*Task brief*. Reproduce every line of the data below verbatim, leaving out the pictures.

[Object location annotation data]
______________________________

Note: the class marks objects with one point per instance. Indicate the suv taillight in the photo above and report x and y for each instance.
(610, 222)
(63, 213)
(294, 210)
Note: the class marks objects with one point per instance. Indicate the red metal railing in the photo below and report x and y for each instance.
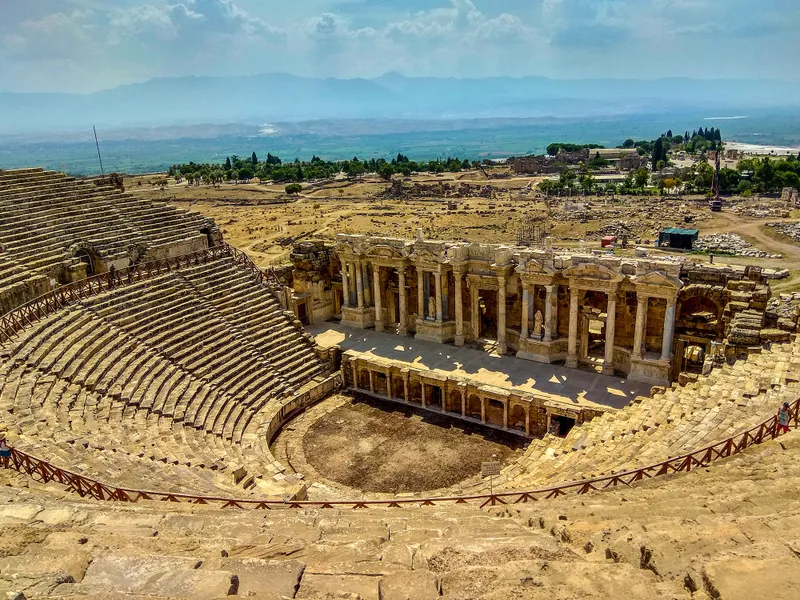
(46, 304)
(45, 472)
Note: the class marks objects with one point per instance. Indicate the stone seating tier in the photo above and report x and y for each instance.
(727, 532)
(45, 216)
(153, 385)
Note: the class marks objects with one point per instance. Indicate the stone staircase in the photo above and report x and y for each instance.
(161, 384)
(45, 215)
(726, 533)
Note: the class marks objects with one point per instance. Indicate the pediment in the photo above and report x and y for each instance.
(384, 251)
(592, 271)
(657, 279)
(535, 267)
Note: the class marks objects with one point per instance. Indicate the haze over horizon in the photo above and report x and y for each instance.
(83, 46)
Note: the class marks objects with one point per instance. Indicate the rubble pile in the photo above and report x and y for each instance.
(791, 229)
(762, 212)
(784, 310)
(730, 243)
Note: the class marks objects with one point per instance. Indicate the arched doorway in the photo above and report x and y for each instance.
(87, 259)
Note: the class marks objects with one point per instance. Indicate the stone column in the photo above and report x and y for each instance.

______________________________

*Written answer*.
Note: the class marks objects with one point per instance. Indicate the suv taillight in the photo above and report x and y for each instance.
(610, 222)
(63, 213)
(294, 210)
Note: the class marks objects with one point per instance. Indicate the red metal railing in the photo below and report x and y for each instance.
(46, 304)
(45, 472)
Note: the class marks objects with one point per instance. Indicate the stone seating tier in the photo above and report x and y for each instance.
(727, 532)
(45, 216)
(153, 385)
Note: the class marks objects with one point per instance. Indicate the stone staircase in the photo above and report x and y for each instance.
(161, 384)
(45, 215)
(726, 533)
Note: the class marks objects with one point per instance. Indicate the pediment in the photo above and report x and y for each instance.
(384, 251)
(592, 271)
(657, 279)
(535, 267)
Note: the class marks objects with one point per instance. Indicate the haze over horizon in the photo above and report x and y for each instance.
(83, 46)
Note: the class marks objects with one point per instance. Indicate the rubble pile in the photo above and report x and y for each instance.
(791, 229)
(762, 212)
(784, 310)
(730, 243)
Note: the class marks objects with one point per instance. Indicate the arched doorway in the photo above and report x and y for each instance.
(87, 259)
Note: the class marks objects with one point per instance. Indicate the stone column in the photo above and report x and y for each instance.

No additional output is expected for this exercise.